» YOUR OBJECTIVE: Each entry is to be retyped exactly as it stands.

---- DATASET EXTRACT

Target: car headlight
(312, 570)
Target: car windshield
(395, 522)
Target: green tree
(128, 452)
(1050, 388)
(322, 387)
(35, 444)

--------

» SOLVED PROBLEM:
Target: car headlight
(312, 570)
Target: car windshield
(395, 522)
Target: green tree
(128, 452)
(1050, 388)
(322, 387)
(35, 444)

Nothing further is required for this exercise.